══ EXERCISE MATERIALS

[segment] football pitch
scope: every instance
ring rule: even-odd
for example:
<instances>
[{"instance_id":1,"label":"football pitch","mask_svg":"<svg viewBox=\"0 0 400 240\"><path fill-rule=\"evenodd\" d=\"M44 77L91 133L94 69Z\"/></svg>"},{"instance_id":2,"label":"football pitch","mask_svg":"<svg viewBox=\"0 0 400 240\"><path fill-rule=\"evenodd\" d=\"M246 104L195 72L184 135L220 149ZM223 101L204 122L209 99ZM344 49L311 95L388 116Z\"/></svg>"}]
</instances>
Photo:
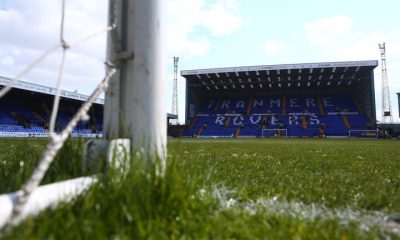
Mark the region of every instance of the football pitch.
<instances>
[{"instance_id":1,"label":"football pitch","mask_svg":"<svg viewBox=\"0 0 400 240\"><path fill-rule=\"evenodd\" d=\"M84 140L67 143L44 183L84 176ZM0 192L29 177L46 141L0 139ZM165 177L133 158L73 204L4 239L400 238L400 141L170 139ZM399 231L399 232L397 232Z\"/></svg>"}]
</instances>

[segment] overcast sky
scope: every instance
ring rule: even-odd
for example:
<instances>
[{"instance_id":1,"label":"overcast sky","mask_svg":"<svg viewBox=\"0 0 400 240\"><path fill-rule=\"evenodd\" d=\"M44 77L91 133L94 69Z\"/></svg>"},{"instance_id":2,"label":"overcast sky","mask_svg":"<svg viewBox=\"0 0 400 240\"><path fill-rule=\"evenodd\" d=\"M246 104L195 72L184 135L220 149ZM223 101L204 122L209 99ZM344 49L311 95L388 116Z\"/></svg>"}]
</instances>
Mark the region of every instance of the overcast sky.
<instances>
[{"instance_id":1,"label":"overcast sky","mask_svg":"<svg viewBox=\"0 0 400 240\"><path fill-rule=\"evenodd\" d=\"M66 40L101 30L107 0L66 0ZM58 42L61 1L0 0L0 76L13 77ZM172 56L180 70L247 65L379 60L386 42L392 110L400 92L400 1L398 0L168 0L170 111ZM104 76L105 34L71 49L63 89L89 94ZM60 52L24 80L54 86ZM380 119L381 69L375 69ZM184 81L179 113L184 114Z\"/></svg>"}]
</instances>

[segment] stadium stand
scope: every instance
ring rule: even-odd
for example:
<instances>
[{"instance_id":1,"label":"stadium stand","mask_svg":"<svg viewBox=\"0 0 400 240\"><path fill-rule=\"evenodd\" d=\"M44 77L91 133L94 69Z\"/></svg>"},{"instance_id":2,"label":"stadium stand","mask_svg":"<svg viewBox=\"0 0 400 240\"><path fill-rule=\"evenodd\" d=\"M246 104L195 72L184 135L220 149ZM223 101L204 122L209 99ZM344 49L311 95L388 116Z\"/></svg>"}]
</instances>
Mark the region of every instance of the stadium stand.
<instances>
[{"instance_id":1,"label":"stadium stand","mask_svg":"<svg viewBox=\"0 0 400 240\"><path fill-rule=\"evenodd\" d=\"M376 66L377 61L355 61L182 71L187 122L177 130L187 137L345 137L351 130L376 129ZM9 81L0 77L0 88ZM19 82L0 99L0 135L48 135L54 93ZM56 131L87 98L69 91L61 96ZM96 100L90 120L80 122L73 135L102 134L103 103Z\"/></svg>"},{"instance_id":2,"label":"stadium stand","mask_svg":"<svg viewBox=\"0 0 400 240\"><path fill-rule=\"evenodd\" d=\"M0 88L10 79L0 77ZM46 137L49 134L50 111L55 89L28 82L19 82L0 99L0 137ZM56 131L61 131L72 119L87 96L62 91ZM102 134L103 100L97 99L90 111L90 120L79 122L72 135L94 137Z\"/></svg>"},{"instance_id":3,"label":"stadium stand","mask_svg":"<svg viewBox=\"0 0 400 240\"><path fill-rule=\"evenodd\" d=\"M377 61L182 71L187 137L347 137L376 129Z\"/></svg>"},{"instance_id":4,"label":"stadium stand","mask_svg":"<svg viewBox=\"0 0 400 240\"><path fill-rule=\"evenodd\" d=\"M11 79L0 76L0 89ZM46 137L55 88L19 81L0 99L0 137ZM61 91L60 107L56 120L56 131L64 129L77 109L88 96L77 92ZM90 119L79 122L72 131L73 137L100 137L103 134L104 99L95 100L89 111ZM166 121L177 119L167 114ZM183 132L183 129L182 129Z\"/></svg>"},{"instance_id":5,"label":"stadium stand","mask_svg":"<svg viewBox=\"0 0 400 240\"><path fill-rule=\"evenodd\" d=\"M253 101L251 101L253 99ZM286 104L284 99L287 99ZM321 125L326 133L347 136L349 129L366 129L367 116L356 110L349 95L324 95L323 111L317 95L274 95L206 100L195 123L189 125L186 136L261 136L262 129L287 129L290 136L319 136ZM218 103L220 102L220 106ZM246 111L246 103L250 111ZM215 113L215 109L218 109ZM246 113L250 112L250 115Z\"/></svg>"}]
</instances>

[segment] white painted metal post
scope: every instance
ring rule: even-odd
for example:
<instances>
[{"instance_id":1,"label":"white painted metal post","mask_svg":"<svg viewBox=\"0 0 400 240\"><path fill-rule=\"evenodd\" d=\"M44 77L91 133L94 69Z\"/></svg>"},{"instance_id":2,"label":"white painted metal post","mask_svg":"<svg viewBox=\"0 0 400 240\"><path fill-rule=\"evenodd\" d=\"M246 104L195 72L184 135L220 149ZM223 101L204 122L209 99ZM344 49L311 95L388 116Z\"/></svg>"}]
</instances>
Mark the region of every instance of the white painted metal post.
<instances>
[{"instance_id":1,"label":"white painted metal post","mask_svg":"<svg viewBox=\"0 0 400 240\"><path fill-rule=\"evenodd\" d=\"M109 59L117 77L106 94L104 133L108 140L130 138L133 151L166 158L165 0L110 0ZM121 59L129 56L131 59ZM120 60L120 61L118 61Z\"/></svg>"},{"instance_id":2,"label":"white painted metal post","mask_svg":"<svg viewBox=\"0 0 400 240\"><path fill-rule=\"evenodd\" d=\"M71 201L96 181L96 177L80 177L38 187L29 197L15 223L28 216L35 216L48 207L55 207L60 202ZM0 195L0 229L11 217L18 194L21 194L21 191Z\"/></svg>"}]
</instances>

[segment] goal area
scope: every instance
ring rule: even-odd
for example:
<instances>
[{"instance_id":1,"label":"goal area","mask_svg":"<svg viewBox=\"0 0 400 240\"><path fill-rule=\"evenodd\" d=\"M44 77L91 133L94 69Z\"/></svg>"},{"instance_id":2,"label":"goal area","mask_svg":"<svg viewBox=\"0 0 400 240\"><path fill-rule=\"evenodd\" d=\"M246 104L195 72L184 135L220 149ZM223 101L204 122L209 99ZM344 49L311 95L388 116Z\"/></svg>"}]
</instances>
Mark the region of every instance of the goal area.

════

■ **ACTIVITY**:
Skipping all images, print the data above a second time exactly.

■ **RESULT OF THE TASK**:
[segment] football pitch
scope: every instance
ring rule: even-odd
for example:
<instances>
[{"instance_id":1,"label":"football pitch","mask_svg":"<svg viewBox=\"0 0 400 240\"><path fill-rule=\"evenodd\" d=\"M44 77L91 133L94 69Z\"/></svg>"},{"instance_id":2,"label":"football pitch","mask_svg":"<svg viewBox=\"0 0 400 240\"><path fill-rule=\"evenodd\" d=\"M246 104L195 72L184 135L220 149ZM223 101L204 122L209 99ZM344 49L311 95L388 116Z\"/></svg>"}]
</instances>
Photo:
Mark the region of every instance of the football pitch.
<instances>
[{"instance_id":1,"label":"football pitch","mask_svg":"<svg viewBox=\"0 0 400 240\"><path fill-rule=\"evenodd\" d=\"M84 140L67 143L44 183L84 176ZM0 192L29 177L46 141L0 139ZM165 177L133 158L73 204L4 239L400 238L400 141L170 139ZM399 231L399 232L397 232Z\"/></svg>"}]
</instances>

[segment] overcast sky
scope: every instance
ring rule: even-odd
for example:
<instances>
[{"instance_id":1,"label":"overcast sky","mask_svg":"<svg viewBox=\"0 0 400 240\"><path fill-rule=\"evenodd\" d=\"M44 77L91 133L94 69Z\"/></svg>"},{"instance_id":2,"label":"overcast sky","mask_svg":"<svg viewBox=\"0 0 400 240\"><path fill-rule=\"evenodd\" d=\"M246 104L195 72L184 135L220 149ZM223 101L204 122L209 99ZM344 49L311 95L388 116Z\"/></svg>"}]
</instances>
Mark the region of every instance of the overcast sky.
<instances>
[{"instance_id":1,"label":"overcast sky","mask_svg":"<svg viewBox=\"0 0 400 240\"><path fill-rule=\"evenodd\" d=\"M66 40L101 30L107 0L66 0ZM58 42L61 1L0 0L0 76L13 77ZM172 56L180 70L247 65L379 60L386 42L392 110L400 92L400 1L398 0L168 0L170 111ZM104 76L105 34L71 49L63 89L89 94ZM60 52L24 80L54 86ZM380 119L381 69L375 69ZM184 81L179 113L184 114Z\"/></svg>"}]
</instances>

[segment] stadium stand
scope: every instance
ring rule: even-odd
for example:
<instances>
[{"instance_id":1,"label":"stadium stand","mask_svg":"<svg viewBox=\"0 0 400 240\"><path fill-rule=\"evenodd\" d=\"M44 77L91 133L94 69Z\"/></svg>"},{"instance_id":2,"label":"stadium stand","mask_svg":"<svg viewBox=\"0 0 400 240\"><path fill-rule=\"evenodd\" d=\"M246 104L195 72L184 135L220 149ZM223 101L204 122L209 99ZM344 49L311 95L388 116Z\"/></svg>"}]
</instances>
Mark the region of every instance of the stadium stand.
<instances>
[{"instance_id":1,"label":"stadium stand","mask_svg":"<svg viewBox=\"0 0 400 240\"><path fill-rule=\"evenodd\" d=\"M376 66L377 61L355 61L182 71L187 122L177 130L187 137L345 137L351 130L376 129ZM9 81L0 77L0 88ZM19 82L0 99L0 135L48 135L54 93ZM56 131L87 98L69 91L61 96ZM96 100L90 120L80 122L73 135L102 134L103 103Z\"/></svg>"},{"instance_id":2,"label":"stadium stand","mask_svg":"<svg viewBox=\"0 0 400 240\"><path fill-rule=\"evenodd\" d=\"M0 88L10 79L0 77ZM46 137L49 134L50 111L55 89L28 82L19 82L0 99L0 137ZM56 131L61 131L72 119L87 96L62 91ZM102 134L103 100L97 99L90 111L90 120L79 122L72 135L94 137Z\"/></svg>"},{"instance_id":3,"label":"stadium stand","mask_svg":"<svg viewBox=\"0 0 400 240\"><path fill-rule=\"evenodd\" d=\"M377 61L182 71L187 137L347 137L376 129Z\"/></svg>"},{"instance_id":4,"label":"stadium stand","mask_svg":"<svg viewBox=\"0 0 400 240\"><path fill-rule=\"evenodd\" d=\"M11 79L0 76L0 89ZM46 137L55 88L19 81L0 99L0 137ZM61 91L60 107L56 120L56 131L64 129L77 109L88 96L77 92ZM90 119L79 122L72 131L73 137L100 137L103 134L104 99L95 100L89 111ZM166 121L177 119L167 114ZM183 132L183 129L182 129Z\"/></svg>"},{"instance_id":5,"label":"stadium stand","mask_svg":"<svg viewBox=\"0 0 400 240\"><path fill-rule=\"evenodd\" d=\"M253 101L251 101L253 99ZM286 104L284 99L287 99ZM321 125L326 133L347 136L349 129L366 129L367 116L356 110L349 95L324 95L323 111L317 95L274 95L206 100L195 123L189 125L186 136L261 136L262 129L287 129L290 136L319 136ZM218 103L220 102L220 106ZM246 111L246 103L250 111ZM215 113L215 109L218 109ZM246 113L250 112L250 115Z\"/></svg>"}]
</instances>

[segment] white painted metal post
scope: every instance
ring rule: even-odd
for example:
<instances>
[{"instance_id":1,"label":"white painted metal post","mask_svg":"<svg viewBox=\"0 0 400 240\"><path fill-rule=\"evenodd\" d=\"M44 77L91 133L94 69Z\"/></svg>"},{"instance_id":2,"label":"white painted metal post","mask_svg":"<svg viewBox=\"0 0 400 240\"><path fill-rule=\"evenodd\" d=\"M246 104L195 72L184 135L220 149ZM223 101L204 122L209 99ZM344 49L311 95L388 116Z\"/></svg>"}]
</instances>
Mark the region of every instance of the white painted metal post.
<instances>
[{"instance_id":1,"label":"white painted metal post","mask_svg":"<svg viewBox=\"0 0 400 240\"><path fill-rule=\"evenodd\" d=\"M109 59L117 77L106 94L104 133L108 140L130 138L133 151L166 158L165 0L110 0ZM121 59L129 56L131 59ZM120 60L120 61L118 61Z\"/></svg>"},{"instance_id":2,"label":"white painted metal post","mask_svg":"<svg viewBox=\"0 0 400 240\"><path fill-rule=\"evenodd\" d=\"M71 201L96 181L96 177L80 177L38 187L29 197L15 223L28 216L35 216L48 207L55 207L60 202ZM0 195L0 229L11 217L18 194L21 194L21 191Z\"/></svg>"}]
</instances>

[segment] goal area
scope: every instance
ring rule: even-odd
for example:
<instances>
[{"instance_id":1,"label":"goal area","mask_svg":"<svg viewBox=\"0 0 400 240\"><path fill-rule=\"evenodd\" d=\"M44 77L91 133L94 69Z\"/></svg>"},{"instance_id":2,"label":"goal area","mask_svg":"<svg viewBox=\"0 0 400 240\"><path fill-rule=\"evenodd\" d=\"M246 104L195 72L184 135L220 149ZM223 101L204 122L209 99ZM344 49L311 95L388 116Z\"/></svg>"}]
</instances>
Mark the region of every instance of the goal area.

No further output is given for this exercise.